● **Task description**:
Quote the listing below word for word, starting at the line containing "Look at this image and locate every instance of boy's green" and ending at the line containing "xmin=59 ymin=160 xmax=130 ymax=287", with both of those lines included.

● **Information supplied**:
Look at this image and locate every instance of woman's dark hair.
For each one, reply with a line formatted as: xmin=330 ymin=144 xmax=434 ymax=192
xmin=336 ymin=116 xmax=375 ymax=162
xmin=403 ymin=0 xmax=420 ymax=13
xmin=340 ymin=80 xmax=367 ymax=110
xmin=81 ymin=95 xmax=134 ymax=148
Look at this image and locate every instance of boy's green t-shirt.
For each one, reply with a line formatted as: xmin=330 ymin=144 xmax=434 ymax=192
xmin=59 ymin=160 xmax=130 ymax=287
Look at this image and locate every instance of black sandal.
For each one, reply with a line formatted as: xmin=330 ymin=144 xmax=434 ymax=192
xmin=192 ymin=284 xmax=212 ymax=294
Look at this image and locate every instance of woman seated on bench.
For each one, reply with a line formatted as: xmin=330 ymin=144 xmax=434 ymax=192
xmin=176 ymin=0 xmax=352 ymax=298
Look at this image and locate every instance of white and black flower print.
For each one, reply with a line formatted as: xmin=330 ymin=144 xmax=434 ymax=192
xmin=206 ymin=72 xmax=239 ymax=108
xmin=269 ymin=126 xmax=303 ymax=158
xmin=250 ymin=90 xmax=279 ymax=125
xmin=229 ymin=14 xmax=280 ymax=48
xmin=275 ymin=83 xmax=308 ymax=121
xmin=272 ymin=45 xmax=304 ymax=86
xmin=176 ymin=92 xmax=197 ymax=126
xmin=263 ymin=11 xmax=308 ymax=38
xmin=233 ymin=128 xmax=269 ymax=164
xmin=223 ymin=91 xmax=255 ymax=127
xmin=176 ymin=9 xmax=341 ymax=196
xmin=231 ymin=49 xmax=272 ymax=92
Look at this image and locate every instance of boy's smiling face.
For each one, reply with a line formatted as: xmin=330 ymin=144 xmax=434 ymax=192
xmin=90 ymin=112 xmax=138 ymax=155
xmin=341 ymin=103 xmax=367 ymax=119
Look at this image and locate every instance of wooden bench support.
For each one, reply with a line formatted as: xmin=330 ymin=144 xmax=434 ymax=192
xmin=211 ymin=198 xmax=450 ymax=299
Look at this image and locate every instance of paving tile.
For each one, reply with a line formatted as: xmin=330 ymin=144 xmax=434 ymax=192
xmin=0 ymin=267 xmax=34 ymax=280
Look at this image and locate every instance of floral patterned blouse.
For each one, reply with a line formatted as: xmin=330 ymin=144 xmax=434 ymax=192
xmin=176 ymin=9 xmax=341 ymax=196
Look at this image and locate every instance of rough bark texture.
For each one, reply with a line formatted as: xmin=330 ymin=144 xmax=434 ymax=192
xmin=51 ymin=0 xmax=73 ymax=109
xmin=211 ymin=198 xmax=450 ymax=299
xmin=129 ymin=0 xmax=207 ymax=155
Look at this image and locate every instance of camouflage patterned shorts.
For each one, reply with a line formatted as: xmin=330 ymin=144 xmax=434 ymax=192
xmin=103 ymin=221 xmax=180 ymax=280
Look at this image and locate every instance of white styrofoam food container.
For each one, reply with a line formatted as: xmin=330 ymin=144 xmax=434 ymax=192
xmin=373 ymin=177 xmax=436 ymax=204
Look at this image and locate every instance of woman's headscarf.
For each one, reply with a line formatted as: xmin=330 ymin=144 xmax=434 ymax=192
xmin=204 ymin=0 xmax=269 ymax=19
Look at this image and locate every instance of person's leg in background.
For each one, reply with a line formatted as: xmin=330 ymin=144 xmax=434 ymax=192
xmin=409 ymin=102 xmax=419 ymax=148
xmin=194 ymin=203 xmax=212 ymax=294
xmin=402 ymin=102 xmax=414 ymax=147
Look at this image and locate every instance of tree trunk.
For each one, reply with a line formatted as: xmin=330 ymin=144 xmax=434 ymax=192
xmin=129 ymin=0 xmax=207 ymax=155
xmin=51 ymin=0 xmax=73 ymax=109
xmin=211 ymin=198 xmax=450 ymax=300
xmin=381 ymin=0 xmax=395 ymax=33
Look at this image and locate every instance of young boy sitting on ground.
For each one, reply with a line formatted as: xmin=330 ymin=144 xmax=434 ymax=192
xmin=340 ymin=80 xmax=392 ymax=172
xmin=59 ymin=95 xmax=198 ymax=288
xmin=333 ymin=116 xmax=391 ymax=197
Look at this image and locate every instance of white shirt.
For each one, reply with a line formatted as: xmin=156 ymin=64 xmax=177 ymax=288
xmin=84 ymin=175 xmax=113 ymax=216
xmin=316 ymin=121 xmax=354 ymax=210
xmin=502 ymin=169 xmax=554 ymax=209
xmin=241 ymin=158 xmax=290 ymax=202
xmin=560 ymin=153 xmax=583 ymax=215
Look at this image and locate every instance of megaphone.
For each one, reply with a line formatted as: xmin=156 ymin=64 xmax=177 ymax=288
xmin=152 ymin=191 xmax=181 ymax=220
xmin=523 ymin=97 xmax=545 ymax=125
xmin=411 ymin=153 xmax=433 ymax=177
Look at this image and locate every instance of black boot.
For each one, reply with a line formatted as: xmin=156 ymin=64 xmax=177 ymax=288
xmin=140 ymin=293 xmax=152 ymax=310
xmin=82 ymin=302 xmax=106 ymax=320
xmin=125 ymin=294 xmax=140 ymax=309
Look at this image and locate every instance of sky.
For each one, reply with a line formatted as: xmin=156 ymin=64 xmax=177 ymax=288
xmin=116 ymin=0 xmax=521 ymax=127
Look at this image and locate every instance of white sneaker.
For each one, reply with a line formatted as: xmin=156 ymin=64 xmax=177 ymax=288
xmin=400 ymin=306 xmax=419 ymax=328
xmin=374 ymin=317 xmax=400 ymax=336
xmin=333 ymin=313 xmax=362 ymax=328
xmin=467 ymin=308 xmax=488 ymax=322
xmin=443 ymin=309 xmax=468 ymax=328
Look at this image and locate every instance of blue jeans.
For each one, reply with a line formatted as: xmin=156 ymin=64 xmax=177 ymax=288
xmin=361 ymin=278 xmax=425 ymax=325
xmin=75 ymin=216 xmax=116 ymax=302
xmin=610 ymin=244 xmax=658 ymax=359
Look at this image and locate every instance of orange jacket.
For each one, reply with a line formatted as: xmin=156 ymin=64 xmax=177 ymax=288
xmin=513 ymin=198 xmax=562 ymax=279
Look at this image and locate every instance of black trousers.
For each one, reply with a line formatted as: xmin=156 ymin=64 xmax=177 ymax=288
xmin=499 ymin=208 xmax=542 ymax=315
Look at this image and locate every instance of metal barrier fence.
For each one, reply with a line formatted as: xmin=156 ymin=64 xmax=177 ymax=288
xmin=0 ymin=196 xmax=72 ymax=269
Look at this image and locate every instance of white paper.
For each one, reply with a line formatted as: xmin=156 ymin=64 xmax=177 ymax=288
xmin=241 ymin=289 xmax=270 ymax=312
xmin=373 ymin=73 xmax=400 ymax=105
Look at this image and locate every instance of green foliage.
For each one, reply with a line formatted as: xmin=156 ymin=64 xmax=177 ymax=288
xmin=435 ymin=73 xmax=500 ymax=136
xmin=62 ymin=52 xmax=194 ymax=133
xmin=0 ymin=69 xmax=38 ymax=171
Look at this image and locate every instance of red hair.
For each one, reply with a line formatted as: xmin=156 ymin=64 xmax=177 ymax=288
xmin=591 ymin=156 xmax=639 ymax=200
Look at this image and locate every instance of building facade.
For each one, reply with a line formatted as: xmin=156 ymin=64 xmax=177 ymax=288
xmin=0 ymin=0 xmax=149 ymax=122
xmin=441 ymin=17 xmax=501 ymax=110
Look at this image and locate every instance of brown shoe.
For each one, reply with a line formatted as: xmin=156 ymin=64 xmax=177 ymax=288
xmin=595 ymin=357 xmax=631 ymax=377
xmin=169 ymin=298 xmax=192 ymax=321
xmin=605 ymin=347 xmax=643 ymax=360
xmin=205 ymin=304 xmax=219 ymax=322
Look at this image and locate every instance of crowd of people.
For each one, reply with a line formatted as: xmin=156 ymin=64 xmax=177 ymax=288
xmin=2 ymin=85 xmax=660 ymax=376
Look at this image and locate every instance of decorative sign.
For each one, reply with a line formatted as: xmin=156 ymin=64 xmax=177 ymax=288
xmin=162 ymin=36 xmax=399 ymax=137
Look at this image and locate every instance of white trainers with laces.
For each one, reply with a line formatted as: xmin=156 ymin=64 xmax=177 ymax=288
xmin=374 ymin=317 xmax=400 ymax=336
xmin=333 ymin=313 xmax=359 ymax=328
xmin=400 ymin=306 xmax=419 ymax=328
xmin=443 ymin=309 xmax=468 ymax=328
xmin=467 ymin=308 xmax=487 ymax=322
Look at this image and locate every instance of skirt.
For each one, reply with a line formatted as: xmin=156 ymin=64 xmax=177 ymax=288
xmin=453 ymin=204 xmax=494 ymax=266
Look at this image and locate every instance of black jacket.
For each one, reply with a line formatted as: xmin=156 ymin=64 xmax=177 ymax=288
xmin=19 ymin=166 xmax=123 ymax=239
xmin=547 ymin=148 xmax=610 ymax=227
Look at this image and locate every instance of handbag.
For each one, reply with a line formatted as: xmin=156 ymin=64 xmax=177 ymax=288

● **Result of the exercise**:
Look at this image and locate every instance of boy's green t-shirt.
For each one, reply with a line formatted as: xmin=330 ymin=144 xmax=434 ymax=192
xmin=59 ymin=160 xmax=130 ymax=287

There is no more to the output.